== Exercise prompt ==
Start to finish, return the listing below exactly, pictures excluded.
%%
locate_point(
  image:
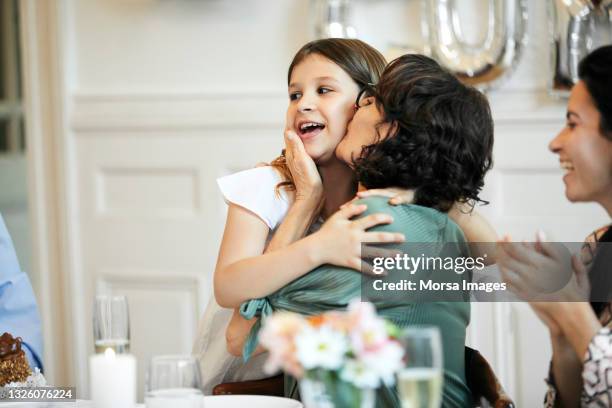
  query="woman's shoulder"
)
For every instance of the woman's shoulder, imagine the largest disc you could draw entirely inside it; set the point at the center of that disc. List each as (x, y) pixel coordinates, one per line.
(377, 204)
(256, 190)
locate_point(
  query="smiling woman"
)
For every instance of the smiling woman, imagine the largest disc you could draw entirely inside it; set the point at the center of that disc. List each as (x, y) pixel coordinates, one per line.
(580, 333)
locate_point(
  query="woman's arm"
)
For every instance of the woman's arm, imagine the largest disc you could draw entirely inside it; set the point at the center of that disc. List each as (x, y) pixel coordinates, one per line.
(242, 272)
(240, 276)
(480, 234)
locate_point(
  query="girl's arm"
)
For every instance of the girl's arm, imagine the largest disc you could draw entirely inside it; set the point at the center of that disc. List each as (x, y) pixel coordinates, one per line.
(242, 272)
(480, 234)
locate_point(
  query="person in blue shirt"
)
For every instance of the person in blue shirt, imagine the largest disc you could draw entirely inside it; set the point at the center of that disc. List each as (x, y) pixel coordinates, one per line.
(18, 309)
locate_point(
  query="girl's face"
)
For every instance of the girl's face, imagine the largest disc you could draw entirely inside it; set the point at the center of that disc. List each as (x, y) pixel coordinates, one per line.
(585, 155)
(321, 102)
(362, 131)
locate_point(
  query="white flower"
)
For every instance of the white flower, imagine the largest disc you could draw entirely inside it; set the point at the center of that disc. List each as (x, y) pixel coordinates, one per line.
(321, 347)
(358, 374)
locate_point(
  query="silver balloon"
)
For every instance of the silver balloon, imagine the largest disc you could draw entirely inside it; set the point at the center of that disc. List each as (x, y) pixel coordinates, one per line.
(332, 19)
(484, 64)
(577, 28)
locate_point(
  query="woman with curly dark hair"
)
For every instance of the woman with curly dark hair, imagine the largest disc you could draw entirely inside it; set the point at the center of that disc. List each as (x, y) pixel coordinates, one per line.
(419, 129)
%%
== Result below ==
locate_point(
  image:
  query="woman's shoulder"
)
For every instance of the woman's shoulder, imagine the largest disc you could draw entirely inside it; set the point at the center of that disc. List each as (x, y) pixel coordinates, one per line.
(377, 204)
(256, 190)
locate_point(
  query="smiling woman"
)
For every instance of the smiling woman, imagine the largest disc you could draw entirely inside it; set the point at the center of that disc. List each as (x, y) pixel coordinates, one per line.
(580, 333)
locate_point(
  query="woman's arm"
)
For every instance of the woman's arm, imagine the largest disc you could draw entirely inside it; set the point at the center of that disc. List each as (x, y) pixel coordinates, one per line.
(242, 272)
(240, 276)
(480, 234)
locate_point(
  query="girl's arm"
)
For every instance of the girl's arm, imagine the largest disc you could draw entirely inside it; set the point at the center of that disc. List each as (x, y) pixel coordinates, one per line.
(242, 272)
(480, 234)
locate_point(
  query="person in blue shirt"
)
For every instance of the person in blue shirt, imagine the largest disc you could draw entirely inside it; set the point at the center of that disc. List each as (x, y) pixel coordinates, one per line.
(18, 309)
locate_point(
  query="girl's face"
)
For every instance of the girl's face, imagine the largest disc you could draw entirely inside it; set the point at the center of that disc. List each as (x, y) pixel coordinates, one per line.
(585, 155)
(321, 102)
(362, 131)
locate_point(
  query="white flower"
)
For every instance of the white flower, imagine the largest disc you could draw entirely inside it; set the point at the center of that disc. List each as (x, y) pixel coordinates, one per line.
(321, 347)
(358, 374)
locate_point(
  query="silver balloon"
)
For every instance of the silver balloon, imagine the largest disc you could draw entirely inside it; set the point at the center of that disc. List each as (x, y) pixel coordinates, one per line.
(332, 19)
(484, 64)
(577, 28)
locate_point(
  query="woman with curly dark hair"
)
For every instance of the woman with curly dark hair, imagine the largest disc you could draw entirely inside it; set the point at the center of that disc. List each as (x, y) pixel coordinates, one per line.
(419, 129)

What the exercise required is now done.